[Point annotations for photos]
----

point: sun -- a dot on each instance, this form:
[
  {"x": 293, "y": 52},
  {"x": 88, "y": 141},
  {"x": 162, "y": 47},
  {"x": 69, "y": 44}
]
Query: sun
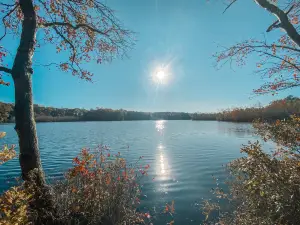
[{"x": 160, "y": 75}]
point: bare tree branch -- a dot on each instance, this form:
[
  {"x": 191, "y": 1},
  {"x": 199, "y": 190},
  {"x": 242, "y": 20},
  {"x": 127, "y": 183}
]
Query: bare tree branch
[
  {"x": 5, "y": 69},
  {"x": 3, "y": 20},
  {"x": 283, "y": 18},
  {"x": 233, "y": 1},
  {"x": 81, "y": 25}
]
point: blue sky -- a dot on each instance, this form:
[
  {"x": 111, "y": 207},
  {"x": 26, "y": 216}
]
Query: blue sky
[{"x": 183, "y": 34}]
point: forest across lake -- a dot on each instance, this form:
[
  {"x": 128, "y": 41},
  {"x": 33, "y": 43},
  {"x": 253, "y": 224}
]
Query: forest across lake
[{"x": 278, "y": 109}]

----

Reproduce all of the records above word for word, but omit the pictures.

point: sun -- a dot on each instance, this form:
[
  {"x": 293, "y": 52},
  {"x": 88, "y": 141},
  {"x": 162, "y": 47},
  {"x": 69, "y": 44}
]
Query: sun
[{"x": 160, "y": 75}]
point: bare tree branch -- a dot on each instance, this form:
[
  {"x": 191, "y": 1},
  {"x": 199, "y": 190},
  {"x": 242, "y": 20},
  {"x": 127, "y": 183}
]
Query: bare tree branch
[
  {"x": 5, "y": 69},
  {"x": 3, "y": 20},
  {"x": 283, "y": 18},
  {"x": 233, "y": 1},
  {"x": 81, "y": 25}
]
point: blue sky -- a dot on each instance, this form:
[
  {"x": 111, "y": 207},
  {"x": 26, "y": 216}
]
Query: blue sky
[{"x": 183, "y": 34}]
point: forest across lake -- a dot on each instance, this form:
[
  {"x": 128, "y": 41},
  {"x": 33, "y": 43},
  {"x": 253, "y": 224}
]
Query: forest across lake
[{"x": 278, "y": 109}]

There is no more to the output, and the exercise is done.